### Required task
Copy out the entries below, replacing "single pin" with "single marker" everywhere it occurs and changing nothing else.

### Provided entries
--------

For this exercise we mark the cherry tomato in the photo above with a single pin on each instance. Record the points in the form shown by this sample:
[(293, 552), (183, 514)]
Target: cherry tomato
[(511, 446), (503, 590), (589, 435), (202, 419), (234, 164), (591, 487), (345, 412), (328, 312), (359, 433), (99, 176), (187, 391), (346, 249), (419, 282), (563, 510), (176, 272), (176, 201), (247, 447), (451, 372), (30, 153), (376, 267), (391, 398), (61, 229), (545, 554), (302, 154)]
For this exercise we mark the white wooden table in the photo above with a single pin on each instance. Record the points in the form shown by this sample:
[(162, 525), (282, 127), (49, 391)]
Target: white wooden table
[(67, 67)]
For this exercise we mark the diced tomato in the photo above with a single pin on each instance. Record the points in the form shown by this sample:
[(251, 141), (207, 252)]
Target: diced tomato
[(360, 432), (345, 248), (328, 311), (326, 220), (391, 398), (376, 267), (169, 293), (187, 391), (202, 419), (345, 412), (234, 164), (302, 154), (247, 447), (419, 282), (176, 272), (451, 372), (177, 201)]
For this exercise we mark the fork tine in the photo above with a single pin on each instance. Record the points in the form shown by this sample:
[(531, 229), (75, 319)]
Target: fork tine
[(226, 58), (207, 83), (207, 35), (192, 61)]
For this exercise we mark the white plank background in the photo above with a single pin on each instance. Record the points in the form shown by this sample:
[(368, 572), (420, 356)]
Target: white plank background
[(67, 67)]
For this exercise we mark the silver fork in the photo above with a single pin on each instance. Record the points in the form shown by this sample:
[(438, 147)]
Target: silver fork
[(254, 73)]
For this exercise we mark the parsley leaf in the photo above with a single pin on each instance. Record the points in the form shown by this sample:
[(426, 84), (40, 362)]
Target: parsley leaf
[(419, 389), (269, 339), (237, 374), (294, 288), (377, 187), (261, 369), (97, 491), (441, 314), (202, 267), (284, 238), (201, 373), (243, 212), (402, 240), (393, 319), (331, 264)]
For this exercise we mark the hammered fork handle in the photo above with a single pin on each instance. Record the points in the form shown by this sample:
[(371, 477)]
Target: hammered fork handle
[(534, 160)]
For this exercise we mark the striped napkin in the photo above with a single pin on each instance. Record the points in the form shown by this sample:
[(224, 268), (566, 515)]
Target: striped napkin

--------

### Exercise solution
For this exercise we mark the cherry tomato in the photo above with a single marker on each instance. Record the points in the form shown by this sample:
[(293, 552), (183, 514)]
Target: cherry tomato
[(511, 446), (503, 590), (589, 435), (202, 419), (234, 164), (591, 487), (345, 412), (328, 312), (359, 433), (99, 176), (187, 391), (346, 249), (419, 282), (563, 510), (176, 272), (176, 201), (247, 447), (451, 372), (30, 153), (376, 267), (391, 398), (61, 229), (545, 554), (302, 154)]
For this exercise we mark the white wooden table in the photo above with a single marker on each instance. Record the points in the form shown by this sample:
[(162, 525), (282, 127), (49, 391)]
Target: white wooden table
[(67, 67)]
For this exercise we mark the diced tomato in the photo above with a single marker on each instance. Record the points in the form shown by this sample:
[(251, 141), (207, 252)]
Target: diced tomato
[(360, 432), (345, 248), (328, 311), (326, 220), (391, 398), (376, 267), (169, 293), (187, 391), (202, 419), (345, 412), (234, 164), (302, 154), (247, 447), (419, 282), (176, 272), (451, 372), (177, 201)]
For this exercise we mark the fork tine in the photo above with a single marker on each instance. Record the points in the form shown by this sample:
[(531, 229), (75, 319)]
Target: fork tine
[(226, 58), (207, 83), (207, 35), (192, 61)]
For this exercise we mark the white plank background in the photo above with a single marker on each instance. Record the points in the form shown by this sample:
[(368, 572), (420, 356)]
Target: white plank background
[(67, 67)]
For this exercise we mark the silver fork in the photo above with a single marker on each instance. Record the points in the form shown by this sample:
[(438, 147)]
Target: silver fork
[(254, 73)]
For this exercise we mark the parsley leaf in the photo above with a single marker on each instance. Record the points in the form shown by this sample:
[(426, 84), (40, 362)]
Target: parsley leaf
[(419, 389), (269, 339), (237, 374), (294, 288), (377, 187), (261, 369), (97, 491), (441, 314), (202, 267), (284, 238), (201, 373), (243, 212), (402, 240), (393, 319), (331, 264)]
For this exercise we mark the hammered fork handle in the photo above with a single marker on each instance. Record the points in the form shown by this sample:
[(371, 477)]
Target: hammered fork handle
[(534, 160)]
For this exercise we mark the striped napkin in the photo above with a single marker on each instance. Record the points in the form shown by this sample:
[(224, 268), (566, 515)]
Target: striped napkin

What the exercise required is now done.